Exercise: Please quote only the lines that start at the one with "Formation-chart tagging: label the fish eye" and go on to the last line of the data, both ends kept.

** start Data shown **

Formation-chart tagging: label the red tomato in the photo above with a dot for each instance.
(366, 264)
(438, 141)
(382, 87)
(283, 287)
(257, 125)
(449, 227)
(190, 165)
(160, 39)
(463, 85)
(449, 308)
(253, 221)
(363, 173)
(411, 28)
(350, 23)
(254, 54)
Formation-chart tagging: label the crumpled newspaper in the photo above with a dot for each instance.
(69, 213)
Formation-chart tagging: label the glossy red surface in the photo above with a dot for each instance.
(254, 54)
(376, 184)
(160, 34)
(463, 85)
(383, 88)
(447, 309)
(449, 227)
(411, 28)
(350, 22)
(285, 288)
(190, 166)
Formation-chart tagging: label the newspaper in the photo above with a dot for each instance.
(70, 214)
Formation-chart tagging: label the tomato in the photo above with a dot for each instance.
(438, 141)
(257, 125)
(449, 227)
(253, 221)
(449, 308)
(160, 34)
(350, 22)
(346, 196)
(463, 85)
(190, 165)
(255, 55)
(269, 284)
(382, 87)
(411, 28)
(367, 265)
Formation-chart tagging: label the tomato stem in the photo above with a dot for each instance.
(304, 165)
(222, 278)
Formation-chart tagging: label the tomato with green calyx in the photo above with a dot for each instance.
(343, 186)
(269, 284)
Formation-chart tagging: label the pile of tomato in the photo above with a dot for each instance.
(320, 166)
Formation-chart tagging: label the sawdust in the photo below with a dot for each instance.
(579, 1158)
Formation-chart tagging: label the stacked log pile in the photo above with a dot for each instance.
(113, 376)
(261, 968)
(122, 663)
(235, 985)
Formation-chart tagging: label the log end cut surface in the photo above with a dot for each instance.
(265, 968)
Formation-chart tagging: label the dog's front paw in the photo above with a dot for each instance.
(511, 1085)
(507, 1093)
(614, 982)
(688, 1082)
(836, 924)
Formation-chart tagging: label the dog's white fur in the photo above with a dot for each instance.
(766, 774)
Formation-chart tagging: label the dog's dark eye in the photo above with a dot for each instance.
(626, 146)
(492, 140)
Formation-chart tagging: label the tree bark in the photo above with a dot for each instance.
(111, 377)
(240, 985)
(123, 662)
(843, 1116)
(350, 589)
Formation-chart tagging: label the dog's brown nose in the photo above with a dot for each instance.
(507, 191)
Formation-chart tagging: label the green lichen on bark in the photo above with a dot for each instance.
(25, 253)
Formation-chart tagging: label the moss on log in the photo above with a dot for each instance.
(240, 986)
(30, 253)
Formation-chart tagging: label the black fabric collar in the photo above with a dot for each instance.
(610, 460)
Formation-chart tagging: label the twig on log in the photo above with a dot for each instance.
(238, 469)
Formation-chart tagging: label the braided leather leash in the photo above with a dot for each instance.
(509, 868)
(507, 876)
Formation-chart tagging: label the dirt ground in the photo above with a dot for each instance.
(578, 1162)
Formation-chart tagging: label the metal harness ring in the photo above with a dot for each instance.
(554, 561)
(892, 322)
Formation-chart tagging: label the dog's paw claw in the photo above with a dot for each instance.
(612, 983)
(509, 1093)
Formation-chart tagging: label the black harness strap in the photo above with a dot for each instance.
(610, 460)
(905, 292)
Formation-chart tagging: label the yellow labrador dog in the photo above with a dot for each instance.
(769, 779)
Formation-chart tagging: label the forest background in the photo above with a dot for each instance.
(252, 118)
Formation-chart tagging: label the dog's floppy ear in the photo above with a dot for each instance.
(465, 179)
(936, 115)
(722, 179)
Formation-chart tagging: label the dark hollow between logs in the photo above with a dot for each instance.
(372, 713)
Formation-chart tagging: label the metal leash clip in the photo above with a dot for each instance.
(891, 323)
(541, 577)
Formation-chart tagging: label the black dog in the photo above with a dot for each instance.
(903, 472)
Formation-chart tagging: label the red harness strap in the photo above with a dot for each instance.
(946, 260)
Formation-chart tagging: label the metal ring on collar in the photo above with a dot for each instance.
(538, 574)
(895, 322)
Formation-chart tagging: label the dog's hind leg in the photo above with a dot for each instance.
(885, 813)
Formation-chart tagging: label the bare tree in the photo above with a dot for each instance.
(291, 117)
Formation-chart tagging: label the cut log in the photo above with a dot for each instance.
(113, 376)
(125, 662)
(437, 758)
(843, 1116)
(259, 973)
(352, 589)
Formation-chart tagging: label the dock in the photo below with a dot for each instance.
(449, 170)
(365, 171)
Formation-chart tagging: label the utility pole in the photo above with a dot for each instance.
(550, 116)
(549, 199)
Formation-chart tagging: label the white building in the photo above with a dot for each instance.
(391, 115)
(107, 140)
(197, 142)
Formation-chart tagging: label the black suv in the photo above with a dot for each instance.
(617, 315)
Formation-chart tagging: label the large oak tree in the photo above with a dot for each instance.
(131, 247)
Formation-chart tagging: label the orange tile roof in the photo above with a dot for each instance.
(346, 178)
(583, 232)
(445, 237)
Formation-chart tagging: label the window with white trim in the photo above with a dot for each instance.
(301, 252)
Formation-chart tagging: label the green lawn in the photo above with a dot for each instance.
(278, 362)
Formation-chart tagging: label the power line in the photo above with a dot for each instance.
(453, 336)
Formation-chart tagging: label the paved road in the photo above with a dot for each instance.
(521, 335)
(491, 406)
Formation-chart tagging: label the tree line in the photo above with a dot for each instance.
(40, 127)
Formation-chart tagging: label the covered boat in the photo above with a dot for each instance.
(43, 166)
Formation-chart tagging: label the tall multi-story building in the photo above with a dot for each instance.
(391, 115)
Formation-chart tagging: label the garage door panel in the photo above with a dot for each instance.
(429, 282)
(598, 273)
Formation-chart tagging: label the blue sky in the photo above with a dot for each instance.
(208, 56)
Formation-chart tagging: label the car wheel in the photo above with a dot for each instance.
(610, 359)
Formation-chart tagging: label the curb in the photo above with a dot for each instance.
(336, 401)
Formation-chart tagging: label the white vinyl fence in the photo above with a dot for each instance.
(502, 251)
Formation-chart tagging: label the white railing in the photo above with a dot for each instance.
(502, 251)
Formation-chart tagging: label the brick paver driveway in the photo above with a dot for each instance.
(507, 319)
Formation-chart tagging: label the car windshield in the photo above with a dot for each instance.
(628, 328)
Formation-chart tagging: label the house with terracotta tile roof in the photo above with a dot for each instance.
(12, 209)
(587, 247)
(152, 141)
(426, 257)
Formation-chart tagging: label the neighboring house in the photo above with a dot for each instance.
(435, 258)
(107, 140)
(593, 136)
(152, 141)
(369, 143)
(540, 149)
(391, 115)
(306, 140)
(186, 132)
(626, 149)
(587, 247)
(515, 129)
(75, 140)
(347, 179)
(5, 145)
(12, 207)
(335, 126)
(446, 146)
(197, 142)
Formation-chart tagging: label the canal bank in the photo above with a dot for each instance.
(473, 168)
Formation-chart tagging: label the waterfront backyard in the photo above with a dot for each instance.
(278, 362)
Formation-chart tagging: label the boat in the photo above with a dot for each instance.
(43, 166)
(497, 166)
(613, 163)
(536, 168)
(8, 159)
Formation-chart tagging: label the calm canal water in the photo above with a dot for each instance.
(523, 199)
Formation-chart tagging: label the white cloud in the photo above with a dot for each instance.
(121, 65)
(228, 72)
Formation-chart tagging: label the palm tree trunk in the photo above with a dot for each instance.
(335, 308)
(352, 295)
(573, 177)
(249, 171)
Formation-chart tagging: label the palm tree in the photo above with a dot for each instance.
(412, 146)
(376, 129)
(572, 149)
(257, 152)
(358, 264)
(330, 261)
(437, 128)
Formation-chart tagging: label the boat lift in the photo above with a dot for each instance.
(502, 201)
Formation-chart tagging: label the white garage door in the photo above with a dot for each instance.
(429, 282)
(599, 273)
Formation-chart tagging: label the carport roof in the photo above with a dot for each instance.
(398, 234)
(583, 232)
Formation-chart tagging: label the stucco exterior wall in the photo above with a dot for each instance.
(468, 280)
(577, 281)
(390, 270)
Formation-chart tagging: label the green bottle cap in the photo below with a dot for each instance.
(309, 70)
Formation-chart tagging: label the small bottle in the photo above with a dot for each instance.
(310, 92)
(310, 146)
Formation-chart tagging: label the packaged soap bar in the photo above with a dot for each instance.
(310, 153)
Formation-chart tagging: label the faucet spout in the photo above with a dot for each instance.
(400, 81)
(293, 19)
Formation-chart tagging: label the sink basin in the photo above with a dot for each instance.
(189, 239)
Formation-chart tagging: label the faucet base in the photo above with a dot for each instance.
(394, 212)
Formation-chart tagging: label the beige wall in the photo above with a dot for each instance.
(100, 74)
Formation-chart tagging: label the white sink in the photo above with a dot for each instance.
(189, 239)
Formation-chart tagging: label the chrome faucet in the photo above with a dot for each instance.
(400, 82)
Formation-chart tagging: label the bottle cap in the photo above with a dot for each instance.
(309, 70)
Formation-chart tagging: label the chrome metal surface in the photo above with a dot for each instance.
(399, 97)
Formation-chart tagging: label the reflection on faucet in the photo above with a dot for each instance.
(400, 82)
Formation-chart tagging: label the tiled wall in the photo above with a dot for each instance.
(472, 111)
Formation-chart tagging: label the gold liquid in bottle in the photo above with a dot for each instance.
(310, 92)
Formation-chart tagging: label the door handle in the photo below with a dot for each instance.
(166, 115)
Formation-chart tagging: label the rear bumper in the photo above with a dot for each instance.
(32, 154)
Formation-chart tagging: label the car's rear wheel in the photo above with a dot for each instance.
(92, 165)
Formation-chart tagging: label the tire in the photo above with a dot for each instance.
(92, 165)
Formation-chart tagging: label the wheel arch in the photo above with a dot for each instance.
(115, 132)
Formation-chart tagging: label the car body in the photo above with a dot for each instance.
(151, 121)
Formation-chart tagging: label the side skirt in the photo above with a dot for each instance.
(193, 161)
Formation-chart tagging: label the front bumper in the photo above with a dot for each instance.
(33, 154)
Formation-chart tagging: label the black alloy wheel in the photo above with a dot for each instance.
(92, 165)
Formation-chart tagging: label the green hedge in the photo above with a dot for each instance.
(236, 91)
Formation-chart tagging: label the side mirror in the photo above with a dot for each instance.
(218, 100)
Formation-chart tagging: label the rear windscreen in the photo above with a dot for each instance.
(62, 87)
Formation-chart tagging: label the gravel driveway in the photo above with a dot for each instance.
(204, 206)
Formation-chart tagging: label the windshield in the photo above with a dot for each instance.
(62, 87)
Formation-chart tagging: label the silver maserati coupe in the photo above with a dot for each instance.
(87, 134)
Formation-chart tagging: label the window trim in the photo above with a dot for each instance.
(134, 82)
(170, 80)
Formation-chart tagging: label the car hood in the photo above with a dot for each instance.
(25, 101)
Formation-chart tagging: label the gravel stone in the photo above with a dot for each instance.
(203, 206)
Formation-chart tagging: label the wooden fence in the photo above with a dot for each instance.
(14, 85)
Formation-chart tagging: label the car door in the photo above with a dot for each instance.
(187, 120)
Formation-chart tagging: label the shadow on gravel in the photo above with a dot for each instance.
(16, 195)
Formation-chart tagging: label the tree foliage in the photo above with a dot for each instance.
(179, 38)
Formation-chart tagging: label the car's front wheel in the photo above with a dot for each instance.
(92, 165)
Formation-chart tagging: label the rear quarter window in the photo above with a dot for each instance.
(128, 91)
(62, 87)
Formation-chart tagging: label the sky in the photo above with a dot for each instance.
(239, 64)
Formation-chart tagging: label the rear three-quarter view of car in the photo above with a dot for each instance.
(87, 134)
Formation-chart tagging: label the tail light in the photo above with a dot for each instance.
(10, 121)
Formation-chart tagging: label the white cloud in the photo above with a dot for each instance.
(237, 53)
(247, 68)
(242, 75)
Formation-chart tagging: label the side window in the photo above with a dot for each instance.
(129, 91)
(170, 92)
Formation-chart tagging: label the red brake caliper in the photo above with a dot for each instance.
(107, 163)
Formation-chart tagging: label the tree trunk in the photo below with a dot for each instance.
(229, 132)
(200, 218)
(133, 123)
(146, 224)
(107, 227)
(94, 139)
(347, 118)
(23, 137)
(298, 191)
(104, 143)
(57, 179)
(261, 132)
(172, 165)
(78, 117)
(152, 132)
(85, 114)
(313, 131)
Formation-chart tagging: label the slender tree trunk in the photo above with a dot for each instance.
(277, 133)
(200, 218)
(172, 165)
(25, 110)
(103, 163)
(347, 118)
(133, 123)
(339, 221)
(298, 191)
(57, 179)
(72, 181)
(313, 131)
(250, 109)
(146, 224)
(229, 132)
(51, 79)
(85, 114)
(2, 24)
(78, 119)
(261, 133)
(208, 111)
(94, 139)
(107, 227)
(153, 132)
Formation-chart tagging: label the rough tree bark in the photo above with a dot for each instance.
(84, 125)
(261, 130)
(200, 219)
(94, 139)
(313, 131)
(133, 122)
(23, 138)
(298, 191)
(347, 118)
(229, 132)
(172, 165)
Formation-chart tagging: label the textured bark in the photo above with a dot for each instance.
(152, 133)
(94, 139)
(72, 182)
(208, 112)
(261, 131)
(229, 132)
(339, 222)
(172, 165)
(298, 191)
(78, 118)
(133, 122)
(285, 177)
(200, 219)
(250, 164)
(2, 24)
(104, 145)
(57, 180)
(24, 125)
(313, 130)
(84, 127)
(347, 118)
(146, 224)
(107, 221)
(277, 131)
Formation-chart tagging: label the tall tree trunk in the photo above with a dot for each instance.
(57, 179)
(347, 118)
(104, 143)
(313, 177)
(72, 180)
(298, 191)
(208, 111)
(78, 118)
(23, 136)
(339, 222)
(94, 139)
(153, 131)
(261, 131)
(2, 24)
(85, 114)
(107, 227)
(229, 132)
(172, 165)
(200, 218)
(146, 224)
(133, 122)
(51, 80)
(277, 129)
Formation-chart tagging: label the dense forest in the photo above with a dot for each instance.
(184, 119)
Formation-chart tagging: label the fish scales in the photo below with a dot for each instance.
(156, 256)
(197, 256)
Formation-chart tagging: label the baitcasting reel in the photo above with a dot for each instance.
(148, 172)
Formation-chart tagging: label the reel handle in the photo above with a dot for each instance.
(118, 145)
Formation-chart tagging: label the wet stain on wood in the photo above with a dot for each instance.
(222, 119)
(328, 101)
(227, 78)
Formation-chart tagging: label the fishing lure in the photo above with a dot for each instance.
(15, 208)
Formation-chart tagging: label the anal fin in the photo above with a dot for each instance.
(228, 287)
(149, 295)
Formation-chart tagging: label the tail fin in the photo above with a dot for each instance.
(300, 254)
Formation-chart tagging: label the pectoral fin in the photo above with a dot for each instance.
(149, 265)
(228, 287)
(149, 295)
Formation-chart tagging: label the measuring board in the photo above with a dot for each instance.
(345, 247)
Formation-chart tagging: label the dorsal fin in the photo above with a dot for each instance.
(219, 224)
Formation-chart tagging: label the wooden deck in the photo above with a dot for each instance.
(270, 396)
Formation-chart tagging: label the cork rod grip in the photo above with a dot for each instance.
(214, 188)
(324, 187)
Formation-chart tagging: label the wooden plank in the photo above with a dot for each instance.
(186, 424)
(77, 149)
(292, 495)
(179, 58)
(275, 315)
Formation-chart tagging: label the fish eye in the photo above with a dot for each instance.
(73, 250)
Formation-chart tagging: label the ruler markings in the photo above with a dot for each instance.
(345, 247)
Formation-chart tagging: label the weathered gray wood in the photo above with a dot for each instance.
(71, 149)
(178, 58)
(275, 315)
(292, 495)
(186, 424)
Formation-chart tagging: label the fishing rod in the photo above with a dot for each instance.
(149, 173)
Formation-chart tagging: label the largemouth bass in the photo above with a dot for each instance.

** end Data shown **

The output:
Formation-chart tagging: label the fish eye in the photo above with a dot for each instance.
(73, 250)
Formation-chart tagging: label the ruler markings in the photo above with a dot for each instance.
(345, 247)
Formation-chart tagging: label the weathered gray wood in the photo above with a dot for each instance.
(71, 149)
(178, 58)
(275, 315)
(292, 495)
(186, 424)
Formation-chart tagging: label the fishing rod in the photo above with a dot for each instance.
(149, 173)
Formation-chart tagging: label the largemouth bass in the photo above with a dot for each instance.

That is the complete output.